* [Passage for review]:
- Opening Delimiter -

I’ve just come across the following article which compares various GPUs extensively for different programs, which might be of interest for simulations.
It is interesting that the speedup from GTX980 to RTX5090 is about x10 for FluidX3D (maybe a CFD calculation), but only x4-5 for NAMD + MD calculation for 0.3 million (ATPase) and 1 million atom (mosaic virus) systems. I guess the latter may be more challenging for scalability because of the irregular nature of the particle data.
(BTW, I used GTX980 for MD simulations in around 2018, which was about $500 at that time. But the recent models of GPU seem very expensive, though the performance is also great… )
Timing results for a small run of the HipFT code on various CPU and GPUs. The code uses standard Fortran “do concurrent” to run in parallel on CPUs and offload to GPUs. For NVIDIA GPUs, unified memory is used, while for Intel GPUs, the use of Target directives are needed for data movement only. A neat result here is the use of the new $250 Intel Arc B580 GPU with its FP64 cores, performing right near where it should based on its memory bandwidth (HipFT is memory bandwidth bound).
something interesting to note for these benchmarks is what is the performance limitation for the algorithm, i.e. is the algorithm memory or compute bound?

- Closing Delimiter -

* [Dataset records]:

- Opening Delimiter -

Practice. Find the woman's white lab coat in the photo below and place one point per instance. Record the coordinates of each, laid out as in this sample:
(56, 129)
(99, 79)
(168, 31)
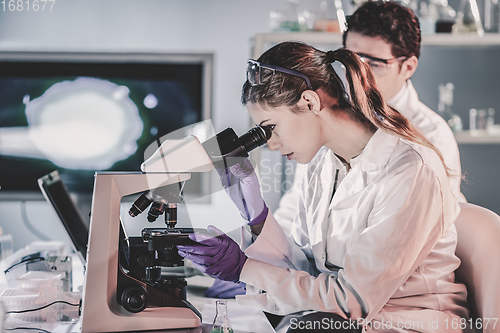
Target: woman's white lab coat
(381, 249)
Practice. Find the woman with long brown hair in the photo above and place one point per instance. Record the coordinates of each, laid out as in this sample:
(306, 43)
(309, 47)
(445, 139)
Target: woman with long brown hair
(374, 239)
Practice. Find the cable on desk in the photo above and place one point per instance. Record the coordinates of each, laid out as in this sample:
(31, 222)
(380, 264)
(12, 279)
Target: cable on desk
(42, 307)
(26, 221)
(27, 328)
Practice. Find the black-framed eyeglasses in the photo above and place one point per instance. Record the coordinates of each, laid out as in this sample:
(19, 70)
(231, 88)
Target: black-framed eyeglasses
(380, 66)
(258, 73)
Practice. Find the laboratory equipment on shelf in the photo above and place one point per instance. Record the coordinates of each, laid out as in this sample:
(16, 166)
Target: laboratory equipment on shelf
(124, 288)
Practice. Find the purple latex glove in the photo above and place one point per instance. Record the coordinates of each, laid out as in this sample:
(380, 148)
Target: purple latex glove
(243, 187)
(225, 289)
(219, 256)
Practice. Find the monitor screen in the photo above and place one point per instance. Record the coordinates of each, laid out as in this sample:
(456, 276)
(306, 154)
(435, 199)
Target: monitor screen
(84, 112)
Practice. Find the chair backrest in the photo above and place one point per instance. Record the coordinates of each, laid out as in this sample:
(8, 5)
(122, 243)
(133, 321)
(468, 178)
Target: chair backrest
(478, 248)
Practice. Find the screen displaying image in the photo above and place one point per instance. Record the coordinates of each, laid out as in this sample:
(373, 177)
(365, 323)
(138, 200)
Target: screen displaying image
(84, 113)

- Closing Delimiter -
- Opening Delimiter -

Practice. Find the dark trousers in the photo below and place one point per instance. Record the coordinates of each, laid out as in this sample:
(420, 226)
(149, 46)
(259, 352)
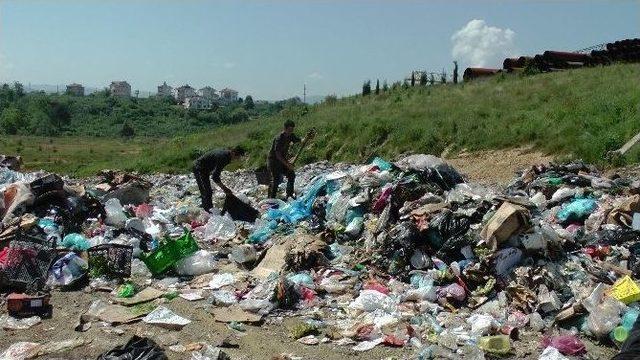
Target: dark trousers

- Closing Delimiter -

* [Explore the material]:
A: According to the GPU benchmark thread, what kind of limit bounds the performance of the HipFT code?
B: Write a continuation of the GPU benchmark thread that picks up after its final post.

* [Results for the exercise]:
A: HipFT is bound by memory bandwidth.

B:
If your algorithm is compute bound, you’ll see a super duper increase in performance as you move across GPUs. Basically, take the example of a DGEMM. I can bet my monthly salary that if I get a 1080, 2080, 3080, 4080, 5080, v100, a100, h100 and I do a dgemm I am going to see a beautiful trend of performance nearly doubling every architecture.
If the code is memory bound my improvement will be dependent on the innovations done to memory speeds, throughputs, caches, etc. I think FluidX3D being a CFD code there will be a memory limitation, so that benchmark is very effective for memory!
For MD that’s interesting, it is a weird algorithm overall, depending on how you calculate the forces you could be compute bound. So it does not really surprise me that the speedup is not as big. Whereas the other app is benefiting a lot from memory improvements naturally.
The code is highly memory bandwidth bound.
However since the code uses “do concurrent” it is hard to make custom caching as it is mostly in the compiler’s hands.